Thumbs up to some others acting against the ever increasing regulation of what lighting can or can't be used. Unsurprisingly, it comes from a special sector - it's no doubt easier to engage people on specific issues rather than more generally, all the more so if it involves their daily lives.
So, after petitions and complaints from those concerned with cinema/photography or museum/exhibition work, here's a campaign from those primarily concerned with theatre, music and other event and stage lighting:
The UK based Save Tungsten Campaign (website, facebook page, twitter)
The organisation behind it is therefore ALD, the Association of Lighting Designers, quote
"the professional body representing all those who work or are interested in the creation of lighting design for live performance and events in the United Kingdom and around the world".
Save Tungsten Campaign Website introduction:
Incandescence — The Magic of Light
Stage lighting is telling stories with light . . . light that creates the air that surround the performer, magically creating ‘place’ in which the theatre: actor and audience, spring to life.
We need light onstage; sunlight, moonlight, twilight, firelight, candlelight, oil, gaslight, limelight, fluorescent, carbon arc, plasma, LED . . . and incandescent light. We know we live in a time of dramatic change. It is mandatory that we in the theatre reduce our carbon footprint, otherwise our stages will likely be washed away before our globe becomes uninhabitable.
We designers welcome and embrace change. We revel in new things and new lights. But we cannot throw away all the good things that we have inherited. We applaud new light sources, we will learn their characteristics, and enjoy the new opportunities they bring.
We must have flexible light; light that can be warm or cool; light that can be ever-so dim or blindingly bright, light that can subtly or brashly change its characteristics, full wave-length light that can truly reveal every color in the spectrum; but most of all, beautifully illuminate the human face, the humanity, which lies at the heart of all our work.
At the present time, that means that the incandescent lamp is an essential weapon in the designers’ arsenal . . . it cannot be done without. Nothing exists that offers the subtlety that is fundamental to our stage. We will use all that is new, but we must not lose or destroy the beauty of the light that has, for so long, been the center of our world of theatre.

Records shown:
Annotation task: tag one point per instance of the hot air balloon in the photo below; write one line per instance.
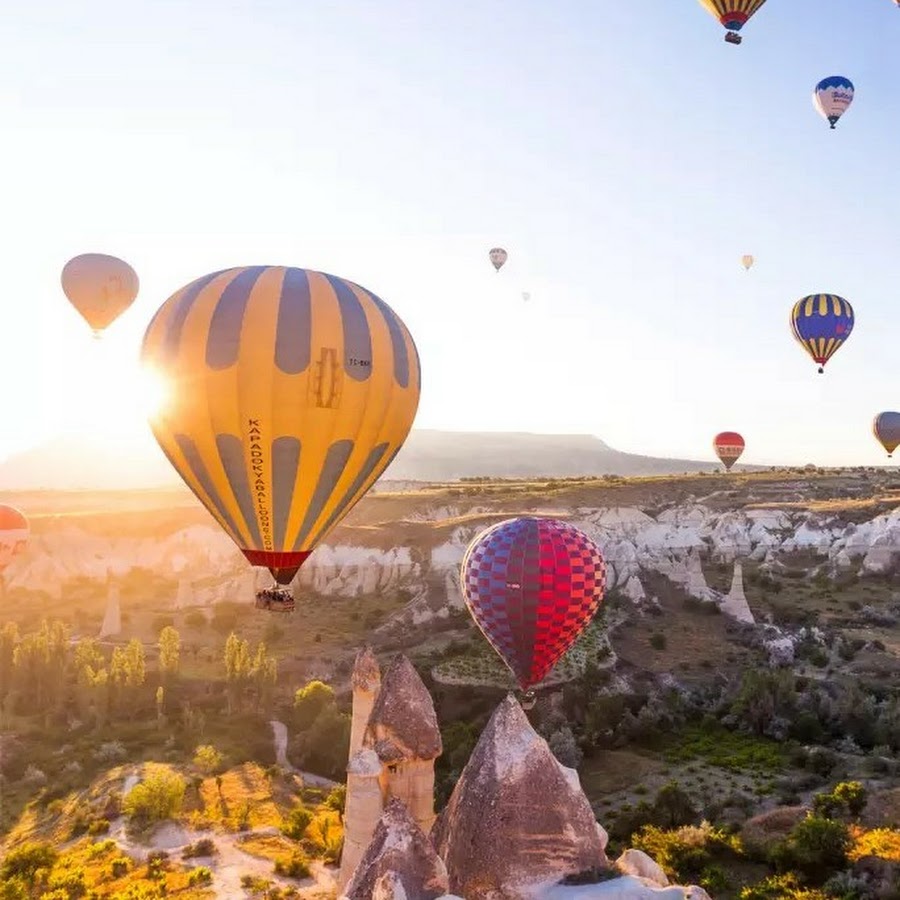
(532, 585)
(886, 428)
(292, 392)
(729, 446)
(733, 14)
(832, 97)
(821, 323)
(13, 534)
(100, 287)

Exercises to complete:
(a) Answer these from the passage on the Save Tungsten campaign:
(i) What does ALD stand for?
(ii) Which kinds of lighting is the campaign primarily concerned with?
(iii) In the campaign's introduction, what is called mandatory for those in the theatre?
(b) Write what comes next in the passage on the Save Tungsten campaign, picking up after its final sentence.

Answers to the problems:
(a)
(i) The Association of Lighting Designers.
(ii) Theatre, music and other event and stage lighting.
(iii) Reducing their carbon footprint.

(b)
Preserve the availability of incandescent light sources for theatrical use.
Friday, March 15, 2013
Extract from the Facebook description:
Michael Hulls, Paule Constable, Neil Austin, David Finn and a whole bunch of us are trying to galvanise support amongst live event lighting designers, electricians and supervisors (concerts, drama, musicals, opera, dance) for a campaign to preserve Tungsten sources and their production in the future.
We started off worrying that Government legislation would kill off Tungsten as a source but many of us are now more concerned at the reduction in the production of various types of Tungsten lamps - it seems the manufacturers themselves are starting to push towards other sources and are phasing out Tungsten lamps by stealth.
So we propose to lobby manufacturers of lighting instruments and lamps, particularly Phillips because of their enormous global market and because they have stated that they are no longer investing any R&D into Tungsten lamp technology.
Facebook update post October 23 2013
(my emphases and parentheses [italic] comments added)
Progress update from James Laws:
In any “Save anything” campaign, there is an initial wake-up call to a situation, followed by a lot of worrying in ignorance. Thanks to the two meetings précised below, we can now work within evolving parameters, which is less exhausting and more likely to bring us results. By the time these meetings were convened, there was realisation that, in general terms, the supply of tungsten lamps is endangered by legislation and lamp manufacturers’ interpretation of and reaction to that legislation.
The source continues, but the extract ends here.